* The records
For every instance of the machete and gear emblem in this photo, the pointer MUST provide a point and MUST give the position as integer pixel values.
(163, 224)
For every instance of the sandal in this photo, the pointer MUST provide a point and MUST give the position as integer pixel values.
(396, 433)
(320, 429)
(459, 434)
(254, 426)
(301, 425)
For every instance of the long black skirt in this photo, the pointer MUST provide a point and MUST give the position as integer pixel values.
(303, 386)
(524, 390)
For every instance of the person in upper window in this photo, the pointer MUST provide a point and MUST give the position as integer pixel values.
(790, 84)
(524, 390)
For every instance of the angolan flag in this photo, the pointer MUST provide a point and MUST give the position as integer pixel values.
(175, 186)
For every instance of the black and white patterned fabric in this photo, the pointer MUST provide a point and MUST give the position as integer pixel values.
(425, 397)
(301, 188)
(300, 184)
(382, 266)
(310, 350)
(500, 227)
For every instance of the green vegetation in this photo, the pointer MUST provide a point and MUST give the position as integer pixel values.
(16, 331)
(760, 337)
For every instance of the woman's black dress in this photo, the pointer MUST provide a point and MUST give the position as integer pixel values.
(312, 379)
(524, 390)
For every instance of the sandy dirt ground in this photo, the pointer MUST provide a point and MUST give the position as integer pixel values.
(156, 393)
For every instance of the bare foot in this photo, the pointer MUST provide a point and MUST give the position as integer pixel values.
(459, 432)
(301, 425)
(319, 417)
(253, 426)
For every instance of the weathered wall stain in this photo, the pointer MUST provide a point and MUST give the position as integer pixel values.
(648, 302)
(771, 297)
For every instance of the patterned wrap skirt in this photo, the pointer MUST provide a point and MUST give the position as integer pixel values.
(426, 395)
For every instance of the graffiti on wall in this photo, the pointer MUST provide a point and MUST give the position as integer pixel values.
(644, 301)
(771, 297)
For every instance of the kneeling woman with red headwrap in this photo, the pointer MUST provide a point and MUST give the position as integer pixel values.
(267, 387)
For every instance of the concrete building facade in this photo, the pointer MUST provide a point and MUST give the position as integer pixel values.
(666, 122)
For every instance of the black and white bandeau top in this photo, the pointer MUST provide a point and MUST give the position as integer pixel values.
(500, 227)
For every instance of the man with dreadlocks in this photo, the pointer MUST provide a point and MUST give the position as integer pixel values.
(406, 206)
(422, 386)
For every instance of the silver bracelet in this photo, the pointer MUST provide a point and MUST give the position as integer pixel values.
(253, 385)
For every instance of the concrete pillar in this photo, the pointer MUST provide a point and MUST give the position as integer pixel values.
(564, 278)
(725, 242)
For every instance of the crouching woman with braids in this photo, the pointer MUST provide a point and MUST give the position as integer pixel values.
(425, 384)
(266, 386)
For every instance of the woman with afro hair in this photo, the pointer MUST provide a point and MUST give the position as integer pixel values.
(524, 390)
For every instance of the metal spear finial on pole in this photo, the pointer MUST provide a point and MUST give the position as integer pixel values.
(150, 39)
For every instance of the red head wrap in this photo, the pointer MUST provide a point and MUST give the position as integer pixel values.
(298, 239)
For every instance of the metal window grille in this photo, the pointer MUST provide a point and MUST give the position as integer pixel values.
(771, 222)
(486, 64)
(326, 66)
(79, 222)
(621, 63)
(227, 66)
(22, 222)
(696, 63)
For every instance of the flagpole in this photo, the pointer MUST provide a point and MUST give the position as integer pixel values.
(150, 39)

* Brief
Return the records above verbatim, in their entirety.

* Response area
For every instance of the machete and gear emblem in this photo, the pointer MUST provide a point and MUST give the position as integer pixel values.
(163, 224)
For every instance of the sandal in this photo, the pointer MUST provide a point and MUST give the position as integer pixel values.
(396, 433)
(320, 429)
(459, 434)
(254, 426)
(301, 425)
For every instance of the long black skirt in this photo, the pointer MUST provide a point and MUST give the position as integer pixel values.
(303, 386)
(524, 390)
For every instance of the person in upper window in this photo, the pointer MUST provide a point and MUST give the position as integer pixel values.
(790, 84)
(524, 390)
For every instance of the angolan flag in this photo, the pointer MUST provide a point and MUST give the position as integer pixel values.
(175, 186)
For every instance of the black and white patterned fabric in this photo, the pointer MUST provide a point and MUST give the position as integer pixel values.
(425, 397)
(301, 188)
(300, 184)
(382, 266)
(310, 350)
(500, 227)
For every instance of the green vegetation in this photo, the pointer MUST provide a point and MUST give the position as integer pixel values.
(16, 331)
(760, 337)
For every instance of the woman's black dress in this photo, the pointer MUST provide a point and MUST give the position as integer pixel values.
(312, 379)
(524, 390)
For every instance of the sandy dirt ground in this photo, the pointer MUST provide a point and MUST give the position as integer pixel values.
(156, 393)
For every instance of the bare foot in this photo, the pointer MUST provide a point and MUST give the position as integer pixel values.
(459, 432)
(301, 425)
(319, 417)
(253, 426)
For every instance of the weathered wall stain in this photo, the pointer MUST provide a point and MUST give the position as integer pixel values.
(648, 302)
(771, 297)
For every instance of the patterned wrap skirt in this photo, the pointer MUST provide a point and MUST give the position as integer pixel values.
(426, 395)
For every instance of the graffiti on wall in this photo, the pointer MUST provide a point and MUST give the position as integer pixel values.
(644, 301)
(771, 297)
For every instance of the kneeling woman with red headwrap in this photo, the pointer MUST provide a point and MUST give the position as integer pixel values.
(267, 387)
For every instance of the concrete building facade in this photo, the pointer MUST provide a point and MUST give the position as integer pixel values.
(666, 122)
For every instance of the black and white bandeau top in this photo, the pointer MUST provide a point and MUST give the position as integer pixel values.
(500, 227)
For every instance of the man with dreadlocks in this photo, the pointer MUST provide a point and MUST give the position as integer pixel values.
(406, 206)
(422, 386)
For every instance of the silver bracelet in this photo, the pointer MUST provide a point and MUST give the position as integer pixel values.
(253, 385)
For every instance of the concrete pillar in this photo, the pointer MUST provide a point and MUST give the position as integer pixel values.
(564, 278)
(725, 242)
For every instance of the crouching woman with braids in this photo, the pointer MUST provide a point and MUST give the position as integer pixel values.
(425, 384)
(266, 386)
For every instance of the woman with afro hair in this photo, the pointer MUST provide a point and MUST give the position as integer pixel values.
(524, 390)
For every instance of the metal spear finial on pole in this photo, the pointer MUST provide a point and MUST give the position as integer pixel values.
(150, 39)
For every instance of the red head wrap in this photo, the pointer MUST provide a point and MUST give the position as integer pixel values.
(298, 239)
For every instance of the metal window grille in this photo, the pointer MUST provide a point and MUST give the position as integer pixel values.
(771, 222)
(486, 64)
(326, 66)
(79, 222)
(621, 63)
(227, 66)
(22, 222)
(696, 63)
For every instance of the flagpole in this photo, the pointer MUST provide a point and MUST give the position as integer pixel values.
(150, 39)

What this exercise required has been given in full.